## [The data]
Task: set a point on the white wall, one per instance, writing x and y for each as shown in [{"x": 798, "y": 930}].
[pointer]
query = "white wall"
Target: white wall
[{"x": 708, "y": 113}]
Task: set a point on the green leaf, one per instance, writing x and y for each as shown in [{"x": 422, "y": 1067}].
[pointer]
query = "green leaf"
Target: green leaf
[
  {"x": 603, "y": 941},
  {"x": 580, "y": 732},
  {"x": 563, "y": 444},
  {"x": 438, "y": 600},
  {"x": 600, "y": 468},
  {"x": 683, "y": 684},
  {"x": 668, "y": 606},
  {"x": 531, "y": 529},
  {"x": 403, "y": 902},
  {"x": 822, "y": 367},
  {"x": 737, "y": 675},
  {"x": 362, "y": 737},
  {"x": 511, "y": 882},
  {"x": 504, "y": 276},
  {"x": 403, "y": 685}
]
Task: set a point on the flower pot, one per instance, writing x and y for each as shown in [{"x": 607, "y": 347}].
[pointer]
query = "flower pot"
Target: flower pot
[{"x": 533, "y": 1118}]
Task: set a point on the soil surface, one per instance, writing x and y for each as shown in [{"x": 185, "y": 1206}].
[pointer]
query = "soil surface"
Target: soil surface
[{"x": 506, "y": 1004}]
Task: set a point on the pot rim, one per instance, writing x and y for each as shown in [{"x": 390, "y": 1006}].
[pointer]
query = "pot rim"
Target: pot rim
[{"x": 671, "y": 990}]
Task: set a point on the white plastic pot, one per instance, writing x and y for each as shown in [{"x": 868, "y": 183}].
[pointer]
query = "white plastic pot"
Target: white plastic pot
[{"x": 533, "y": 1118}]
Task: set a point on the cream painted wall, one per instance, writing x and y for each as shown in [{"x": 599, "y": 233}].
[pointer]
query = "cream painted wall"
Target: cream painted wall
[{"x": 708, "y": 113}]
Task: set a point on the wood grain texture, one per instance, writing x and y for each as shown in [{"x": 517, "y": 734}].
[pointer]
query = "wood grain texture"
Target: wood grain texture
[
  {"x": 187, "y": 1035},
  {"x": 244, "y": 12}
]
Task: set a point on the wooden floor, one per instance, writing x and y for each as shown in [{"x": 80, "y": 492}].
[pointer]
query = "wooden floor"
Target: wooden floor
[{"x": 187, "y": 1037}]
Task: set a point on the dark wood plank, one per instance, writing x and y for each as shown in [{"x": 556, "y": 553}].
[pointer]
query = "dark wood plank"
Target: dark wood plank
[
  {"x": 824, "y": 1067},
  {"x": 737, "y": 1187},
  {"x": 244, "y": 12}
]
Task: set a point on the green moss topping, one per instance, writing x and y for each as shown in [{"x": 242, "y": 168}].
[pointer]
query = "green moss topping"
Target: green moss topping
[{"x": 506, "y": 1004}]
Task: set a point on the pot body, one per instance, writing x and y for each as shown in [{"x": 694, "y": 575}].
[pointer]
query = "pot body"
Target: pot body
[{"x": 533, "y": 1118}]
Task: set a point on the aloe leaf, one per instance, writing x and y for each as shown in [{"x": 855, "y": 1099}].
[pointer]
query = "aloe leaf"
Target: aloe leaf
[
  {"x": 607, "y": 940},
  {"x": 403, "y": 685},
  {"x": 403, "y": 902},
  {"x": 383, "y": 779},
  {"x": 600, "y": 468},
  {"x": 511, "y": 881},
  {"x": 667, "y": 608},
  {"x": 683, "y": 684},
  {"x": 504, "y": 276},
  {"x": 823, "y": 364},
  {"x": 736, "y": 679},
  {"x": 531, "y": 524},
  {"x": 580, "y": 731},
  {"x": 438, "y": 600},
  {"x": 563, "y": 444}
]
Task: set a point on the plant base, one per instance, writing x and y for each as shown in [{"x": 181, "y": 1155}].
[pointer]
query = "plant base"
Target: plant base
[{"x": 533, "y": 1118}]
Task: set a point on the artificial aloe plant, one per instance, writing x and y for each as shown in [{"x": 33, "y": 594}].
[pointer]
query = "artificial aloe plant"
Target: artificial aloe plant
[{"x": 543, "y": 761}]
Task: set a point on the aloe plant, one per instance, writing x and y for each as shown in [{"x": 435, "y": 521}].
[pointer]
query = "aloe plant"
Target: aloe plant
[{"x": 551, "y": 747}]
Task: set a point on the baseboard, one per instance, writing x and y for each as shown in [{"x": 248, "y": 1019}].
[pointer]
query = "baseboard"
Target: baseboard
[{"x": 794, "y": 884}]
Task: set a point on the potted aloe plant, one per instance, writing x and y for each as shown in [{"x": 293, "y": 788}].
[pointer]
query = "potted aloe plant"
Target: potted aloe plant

## [Problem description]
Return all of the entries above again, line for line and unchanged.

## [Written reply]
Task: set a point on the white wall, one per instance, writing x and y for each as shown in [{"x": 798, "y": 930}].
[pointer]
query = "white wall"
Target: white wall
[{"x": 708, "y": 113}]
Task: set a point on the green leaf, one per instance, writing x and y for each as shown in [{"x": 422, "y": 1067}].
[pointer]
query = "green leaf"
Target: green leaf
[
  {"x": 603, "y": 941},
  {"x": 580, "y": 732},
  {"x": 563, "y": 444},
  {"x": 438, "y": 600},
  {"x": 600, "y": 468},
  {"x": 683, "y": 684},
  {"x": 668, "y": 606},
  {"x": 531, "y": 529},
  {"x": 403, "y": 902},
  {"x": 822, "y": 367},
  {"x": 737, "y": 675},
  {"x": 362, "y": 737},
  {"x": 511, "y": 882},
  {"x": 504, "y": 276},
  {"x": 403, "y": 685}
]
Task: set a point on the flower pot, one per instance, writing x and y for each as shown in [{"x": 607, "y": 347}].
[pointer]
query = "flower pot"
Target: flower pot
[{"x": 533, "y": 1118}]
Task: set a point on the soil surface, one per instance, writing x and y for each as shown in [{"x": 185, "y": 1206}].
[pointer]
query = "soil surface"
Target: soil surface
[{"x": 506, "y": 1004}]
Task: set a point on the pot rim, one per instance, writing x and y for each as shown in [{"x": 390, "y": 1006}].
[pointer]
query = "pot rim"
Target: pot rim
[{"x": 671, "y": 990}]
Task: set a point on the white plastic pot, one per instance, writing x and y for each as shown in [{"x": 868, "y": 183}].
[pointer]
query = "white plastic pot"
Target: white plastic pot
[{"x": 533, "y": 1118}]
Task: set a point on the cream painted wall, one per instance, writing x and y for each as shown in [{"x": 599, "y": 233}].
[pointer]
query = "cream painted wall"
Target: cream painted wall
[{"x": 708, "y": 113}]
Task: set a point on the wood grain texture, one per instance, writing x and y for each as shown in [{"x": 517, "y": 734}].
[pointer]
query = "wood grain texture"
Target: wood grain texture
[
  {"x": 187, "y": 1035},
  {"x": 244, "y": 12}
]
Task: set a point on the wooden floor, one per instance, writing x and y for each as shown in [{"x": 80, "y": 492}].
[pointer]
query = "wooden floor"
Target: wooden floor
[{"x": 187, "y": 1037}]
Task: set a point on the dark wood plank, one per instance, writing x and y for each as shown in [{"x": 556, "y": 553}].
[pointer]
query = "dark wood plank"
Target: dark wood plank
[
  {"x": 824, "y": 1067},
  {"x": 737, "y": 1187},
  {"x": 244, "y": 12}
]
Task: set a point on the green moss topping, one per instance, writing x and y for each as shown in [{"x": 242, "y": 168}].
[pointer]
query = "green moss topping"
Target: green moss topping
[{"x": 506, "y": 1004}]
Task: set a point on the pot body, one per instance, writing x and y for each as shown in [{"x": 694, "y": 575}].
[pointer]
query = "pot body"
Target: pot body
[{"x": 533, "y": 1118}]
Task: set a point on the aloe leaf, one per instance, writing x and y for each as shown in [{"x": 855, "y": 1099}].
[pointer]
query = "aloe leaf"
Target: aloe leaf
[
  {"x": 607, "y": 940},
  {"x": 403, "y": 685},
  {"x": 403, "y": 902},
  {"x": 383, "y": 779},
  {"x": 600, "y": 468},
  {"x": 511, "y": 881},
  {"x": 667, "y": 608},
  {"x": 683, "y": 684},
  {"x": 504, "y": 276},
  {"x": 823, "y": 364},
  {"x": 736, "y": 679},
  {"x": 531, "y": 524},
  {"x": 580, "y": 731},
  {"x": 438, "y": 600},
  {"x": 563, "y": 444}
]
Task: set a point on the plant base, one per instance, writing x and y for each as shown in [{"x": 181, "y": 1155}].
[pointer]
query = "plant base"
Target: plant base
[{"x": 533, "y": 1118}]
Task: set a point on the artificial aloe plant, one per instance, writing x and y for each as shown in [{"x": 33, "y": 594}].
[pointer]
query = "artificial aloe plant"
Target: artificial aloe plant
[{"x": 543, "y": 761}]
Task: set a point on the aloe plant, one per instance, writing x and y for each as shown in [{"x": 435, "y": 521}].
[pointer]
query = "aloe plant"
Target: aloe plant
[{"x": 551, "y": 747}]
Task: set a point on the baseboard, one per instance, writing x and y for each as shown in [{"x": 248, "y": 1019}].
[pointer]
query = "baseboard"
Target: baseboard
[{"x": 794, "y": 884}]
Task: set a point on the potted aloe plant, one per instance, writing x and y for each as shown in [{"x": 293, "y": 788}].
[pointer]
query = "potted aloe plant"
Target: potted aloe plant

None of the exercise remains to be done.